== AUFGABEN ==
a) Beantworte zur Rezension zu „Queer Heroes“ diese Fragen:
(i) Wie viele Geschichten präsentiert der Band?
(ii) Aus welcher Community stammen die Held:innen im Band?
(iii) Wo stellt sich die Frage nach Sichtbarkeit laut dem Absatz, der mit „Wann und wo beginnt Sichtbarkeit?“ beginnt, vor allem?
b) Schreibe die Rezension zu „Queer Heroes“ im Anschluss an ihren letzten Satz weiter.

== LESETEXT ==
┄┄┄┄┄┄┄┄┄┄┄┄┄┄┄┄┄┄┄┄

Queere Held:innen mit Lücken

Sichtbarkeit im Jugendzimmer: „Queer Heroes“ präsentiert fein illustriert und zumeist gut erläutert 53 Geschichten von Held:innen aus der weltweiten LSBTIQ*-Community. Ein beachtlicher und inhaltlich wertvoller Band mit kleinen Einschränkungen.

Wann und wo beginnt Sichtbarkeit? Das ist für viele Gruppen eine gute und wichtige Frage, die sich ihnen nicht nur in besonderen Fällen, sondern auch und vor allem im Alltag stellt. Und die schnell zu einem Problem wird, wenn einzelne Personen, die einer Gruppe zugeordnet werden, der Vorwurf gemacht wird, „sie“ stünde oder stünden zu sehr im Vordergrund, würden sich aufdrängen, nähmen anderen etwas weg. Das ist mindestens gruppenbezogene Intoleranz, von Ignoranz mal ganz zu schwiegen; wie schnell Hass daraus wird, ist bekannt. Personen der LSBTIQ*-Community dürfen sich das sehr gern anhören, wie wir auch kürzlich hier und hier nochmals festgehalten haben.

┄┄┄┄┄┄┄┄┄┄┄┄┄┄┄┄┄┄┄┄

== DATENSÄTZE ==
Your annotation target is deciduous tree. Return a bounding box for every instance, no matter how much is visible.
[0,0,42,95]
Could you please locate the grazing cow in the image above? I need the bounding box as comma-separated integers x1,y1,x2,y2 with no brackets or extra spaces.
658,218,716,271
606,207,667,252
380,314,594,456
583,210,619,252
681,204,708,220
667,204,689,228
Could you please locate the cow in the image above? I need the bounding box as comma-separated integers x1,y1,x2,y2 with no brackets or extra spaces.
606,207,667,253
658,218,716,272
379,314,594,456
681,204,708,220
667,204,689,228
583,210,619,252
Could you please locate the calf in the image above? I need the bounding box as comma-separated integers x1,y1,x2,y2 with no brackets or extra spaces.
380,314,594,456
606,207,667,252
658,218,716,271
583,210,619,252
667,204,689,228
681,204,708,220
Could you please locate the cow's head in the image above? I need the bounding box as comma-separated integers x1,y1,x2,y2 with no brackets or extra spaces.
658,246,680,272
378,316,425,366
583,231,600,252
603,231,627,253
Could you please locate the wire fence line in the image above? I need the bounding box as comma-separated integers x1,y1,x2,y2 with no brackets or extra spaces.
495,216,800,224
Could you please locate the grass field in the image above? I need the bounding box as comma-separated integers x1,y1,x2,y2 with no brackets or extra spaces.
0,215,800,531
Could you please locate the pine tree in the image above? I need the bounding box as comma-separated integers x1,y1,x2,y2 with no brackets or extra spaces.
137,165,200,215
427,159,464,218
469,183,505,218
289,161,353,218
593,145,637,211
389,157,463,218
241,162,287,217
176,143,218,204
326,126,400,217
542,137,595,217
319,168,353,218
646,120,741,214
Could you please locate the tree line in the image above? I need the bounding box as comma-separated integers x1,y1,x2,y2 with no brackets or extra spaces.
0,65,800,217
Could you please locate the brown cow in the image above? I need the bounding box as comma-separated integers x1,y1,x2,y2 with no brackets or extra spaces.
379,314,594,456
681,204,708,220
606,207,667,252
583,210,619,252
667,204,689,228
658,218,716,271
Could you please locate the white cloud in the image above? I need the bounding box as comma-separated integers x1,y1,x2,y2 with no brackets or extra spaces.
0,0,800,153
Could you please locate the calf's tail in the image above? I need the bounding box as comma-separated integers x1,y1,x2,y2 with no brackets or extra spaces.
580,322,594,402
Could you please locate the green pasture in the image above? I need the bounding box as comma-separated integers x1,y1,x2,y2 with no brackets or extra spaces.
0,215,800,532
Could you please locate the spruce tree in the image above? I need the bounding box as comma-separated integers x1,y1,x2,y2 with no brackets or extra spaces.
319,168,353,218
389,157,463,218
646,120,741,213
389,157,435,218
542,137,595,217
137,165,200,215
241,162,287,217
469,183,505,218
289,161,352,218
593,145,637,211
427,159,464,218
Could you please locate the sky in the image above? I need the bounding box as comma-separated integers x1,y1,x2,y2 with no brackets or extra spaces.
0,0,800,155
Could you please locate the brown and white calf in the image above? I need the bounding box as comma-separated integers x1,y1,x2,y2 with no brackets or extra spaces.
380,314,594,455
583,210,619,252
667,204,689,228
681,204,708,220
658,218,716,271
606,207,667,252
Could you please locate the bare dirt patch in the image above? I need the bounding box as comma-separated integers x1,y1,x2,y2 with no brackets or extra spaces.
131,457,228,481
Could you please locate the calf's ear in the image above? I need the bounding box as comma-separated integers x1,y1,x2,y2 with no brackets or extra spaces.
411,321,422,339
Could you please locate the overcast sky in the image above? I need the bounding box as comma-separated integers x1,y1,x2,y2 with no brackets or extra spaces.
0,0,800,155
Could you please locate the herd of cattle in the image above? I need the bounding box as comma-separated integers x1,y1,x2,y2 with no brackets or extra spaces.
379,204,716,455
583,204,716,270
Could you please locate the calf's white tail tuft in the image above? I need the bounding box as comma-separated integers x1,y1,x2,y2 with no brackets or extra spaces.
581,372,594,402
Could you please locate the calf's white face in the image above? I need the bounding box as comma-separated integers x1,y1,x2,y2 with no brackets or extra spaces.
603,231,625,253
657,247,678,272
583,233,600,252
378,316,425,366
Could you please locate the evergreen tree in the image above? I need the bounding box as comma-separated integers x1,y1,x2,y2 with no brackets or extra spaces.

┄┄┄┄┄┄┄┄┄┄┄┄┄┄┄┄┄┄┄┄

== ERGEBNISSE ==
a)
(i) 53 Geschichten.
(ii) Aus der weltweiten LSBTIQ*-Community.
(iii) Im Alltag.

b)
So ist es löblich, wenn Einzelne mehr Sichtbarkeit schon in Kinder- und Jugendzimmern ermöglichen wollen und so vielleicht nicht nur die Jüngeren, sondern auch die Erziehungsberechtigten ein wenig mehr an ihnen vermeintlich „fremde“ Themen heranführen wollen. Das schaffte Marlon Bundo schon ganz ausgezeichnet und etwas augenscheinlicher gibt es nun für ältere Kinder und Jugendliche den Band Queer Heroes. 53 LGBTQ*-Held*innen von Sappho bis Freddie Mercury und Ellen DeGeneres, der eine bunte und toll illustrierte Mischung von Menschen bereithält, die allesamt auf die eine oder andere Art Bewegung und Sichtbarkeit für LSBTIQ*-ler*innen geschaffen haben.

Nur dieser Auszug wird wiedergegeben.